SD Card Interface

Latest Update - Optimising SD Card send and get byte routines

I have been tinkering with the SD card low level routines. It was bugging me that when I wired up the SD card pins, the MISO line was attached to pin 2 Port B of one of my VIAs. MISO stands for Master In Slave Out - i.e. the output from the card, which needs sampling bit by bit to retrieve data serially. In addition the output from my machine to the card (MOSI - Master Out Slave In) was coded rather hamfistedly.

So I resolved to eliminate this worm in my brain this morning. I swapped the MISO line to pin 7 and moved the CLK line to pin 7. So what? Well know when I read the Port B register, I don't need to do a bit test for the MISO state - the N bit of the 6502 will be automatically set. So I can use this feature to optimise the code.

Here is the new code to get a byte. The inner loop which is called for each bit is a maximum of 29 clock cycles. The previous code (see further down in this log) is a maximum of 37 clock cycles. So 8 clock cycles per bit doesn't sound like much but this routine is used constantly when reading or writing from the SD Card. The clever bit is the CMP - this is used to do a test subtraction which will set or clear the carry flag which can be used to directly shift in the correct bit without cumberson bitwise tests or operations.

Rows from a dataset
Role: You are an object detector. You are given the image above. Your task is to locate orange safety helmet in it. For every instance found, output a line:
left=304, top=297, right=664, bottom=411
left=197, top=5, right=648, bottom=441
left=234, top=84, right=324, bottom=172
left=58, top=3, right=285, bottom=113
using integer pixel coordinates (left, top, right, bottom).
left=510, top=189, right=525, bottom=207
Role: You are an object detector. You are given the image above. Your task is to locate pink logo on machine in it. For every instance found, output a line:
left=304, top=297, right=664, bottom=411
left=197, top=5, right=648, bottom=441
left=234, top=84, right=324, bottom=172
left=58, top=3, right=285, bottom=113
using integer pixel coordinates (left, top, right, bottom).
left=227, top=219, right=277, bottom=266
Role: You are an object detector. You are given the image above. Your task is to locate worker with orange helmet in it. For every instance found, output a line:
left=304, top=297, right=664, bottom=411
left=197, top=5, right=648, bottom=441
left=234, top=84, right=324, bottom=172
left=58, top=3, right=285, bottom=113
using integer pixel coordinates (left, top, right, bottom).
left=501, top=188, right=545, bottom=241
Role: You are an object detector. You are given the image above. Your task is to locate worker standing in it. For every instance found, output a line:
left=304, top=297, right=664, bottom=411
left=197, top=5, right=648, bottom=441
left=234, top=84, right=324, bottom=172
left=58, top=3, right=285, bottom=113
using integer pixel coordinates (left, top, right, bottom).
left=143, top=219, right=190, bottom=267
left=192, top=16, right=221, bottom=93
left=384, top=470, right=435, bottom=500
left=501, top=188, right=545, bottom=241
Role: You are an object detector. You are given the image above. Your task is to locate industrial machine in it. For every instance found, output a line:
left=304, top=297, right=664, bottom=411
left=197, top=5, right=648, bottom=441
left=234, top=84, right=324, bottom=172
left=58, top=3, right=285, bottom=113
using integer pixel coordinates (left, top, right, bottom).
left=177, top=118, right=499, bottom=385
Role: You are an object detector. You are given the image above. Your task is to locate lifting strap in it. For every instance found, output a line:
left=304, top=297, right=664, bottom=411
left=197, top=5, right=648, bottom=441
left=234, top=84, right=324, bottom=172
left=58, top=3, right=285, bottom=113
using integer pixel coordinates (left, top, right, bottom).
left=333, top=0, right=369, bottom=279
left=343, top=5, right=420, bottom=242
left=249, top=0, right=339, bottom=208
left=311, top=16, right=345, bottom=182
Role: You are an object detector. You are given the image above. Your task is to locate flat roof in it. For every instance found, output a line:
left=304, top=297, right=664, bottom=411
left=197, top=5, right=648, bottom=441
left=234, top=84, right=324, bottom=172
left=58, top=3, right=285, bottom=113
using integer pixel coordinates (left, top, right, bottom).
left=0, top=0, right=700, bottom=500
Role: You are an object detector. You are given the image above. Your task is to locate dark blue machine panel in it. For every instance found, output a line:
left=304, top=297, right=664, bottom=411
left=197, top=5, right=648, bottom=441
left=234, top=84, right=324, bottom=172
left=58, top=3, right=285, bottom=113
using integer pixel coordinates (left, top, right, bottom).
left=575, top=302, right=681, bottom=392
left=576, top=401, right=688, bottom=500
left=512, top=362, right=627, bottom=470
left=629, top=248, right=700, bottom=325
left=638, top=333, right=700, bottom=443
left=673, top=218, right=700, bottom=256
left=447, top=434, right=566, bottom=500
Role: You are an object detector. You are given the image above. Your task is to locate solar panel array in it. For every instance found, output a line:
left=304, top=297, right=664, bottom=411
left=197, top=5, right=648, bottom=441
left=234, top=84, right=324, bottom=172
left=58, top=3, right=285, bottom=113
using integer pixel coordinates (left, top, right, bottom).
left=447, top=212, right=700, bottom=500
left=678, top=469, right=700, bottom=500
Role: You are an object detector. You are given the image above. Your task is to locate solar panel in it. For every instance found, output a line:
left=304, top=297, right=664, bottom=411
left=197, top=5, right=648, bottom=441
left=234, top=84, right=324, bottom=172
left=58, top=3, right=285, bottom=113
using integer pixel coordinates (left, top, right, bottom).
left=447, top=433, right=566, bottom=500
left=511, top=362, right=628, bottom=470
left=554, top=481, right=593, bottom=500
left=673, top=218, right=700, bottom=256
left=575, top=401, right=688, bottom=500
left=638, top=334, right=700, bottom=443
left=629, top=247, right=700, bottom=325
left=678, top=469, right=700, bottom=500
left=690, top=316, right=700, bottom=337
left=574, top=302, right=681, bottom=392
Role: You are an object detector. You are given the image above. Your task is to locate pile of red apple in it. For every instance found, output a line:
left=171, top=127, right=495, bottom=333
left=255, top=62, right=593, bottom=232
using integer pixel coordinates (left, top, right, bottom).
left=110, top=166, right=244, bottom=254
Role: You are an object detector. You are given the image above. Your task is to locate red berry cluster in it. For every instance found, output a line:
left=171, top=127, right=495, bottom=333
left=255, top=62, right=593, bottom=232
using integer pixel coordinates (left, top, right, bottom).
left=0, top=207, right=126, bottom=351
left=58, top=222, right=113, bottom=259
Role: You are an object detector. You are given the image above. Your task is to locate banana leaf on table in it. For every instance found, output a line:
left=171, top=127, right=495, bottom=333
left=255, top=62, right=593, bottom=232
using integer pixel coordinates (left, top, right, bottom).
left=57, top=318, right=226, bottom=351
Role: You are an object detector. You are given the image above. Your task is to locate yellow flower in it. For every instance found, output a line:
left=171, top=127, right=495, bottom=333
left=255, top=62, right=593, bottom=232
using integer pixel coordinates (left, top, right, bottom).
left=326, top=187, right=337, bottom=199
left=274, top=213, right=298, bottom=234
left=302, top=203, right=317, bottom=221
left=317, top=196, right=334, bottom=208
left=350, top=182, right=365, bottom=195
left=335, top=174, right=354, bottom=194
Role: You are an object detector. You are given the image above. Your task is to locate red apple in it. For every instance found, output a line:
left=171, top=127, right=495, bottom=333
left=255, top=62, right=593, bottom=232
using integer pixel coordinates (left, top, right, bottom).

__TO BE DONE__
Continue the SD card interface write-up from the point where it stops.

__FINAL RESULT__
sd_getbyte
	phy

	lda SD_REG
	ora #SD_MOSI			; Set MOSI high
	sta SD_REG
	
	ldy #8				; Shift in the 8 bits
sd_shiftinbit
	ora #SD_CLK			; Toggle clock line
	sta SD_REG			; Low->High
	lda SD_REG			; Sample SD card lines (MISO is the MSB)
	eor #SD_CLK			; Toggle clock low
	sta SD_REG			; High->Low
	cmp #SD_MISO			; Trial subtract A-MISO, C=1 if A >= MISO else C=0
	rol tmp_a			; Rotate carry state in to tmp_a
	dey				; Next bit
	bne sd_shiftinbit

	lda tmp_a			; Return response in A
	
	ply

	rts

Here is the new code to send a byte. The inner loop here is 33 clock cycles, the previous code (see old entry further down) is 38 clock cycles. Only 5 clocks per bit - but 8 bits per byte, so 40 clocks saved per byte to send. Sending 10,000 byte saves 400,000 clock cycles which @ 2.68Mhz is 0.15 seconds saved.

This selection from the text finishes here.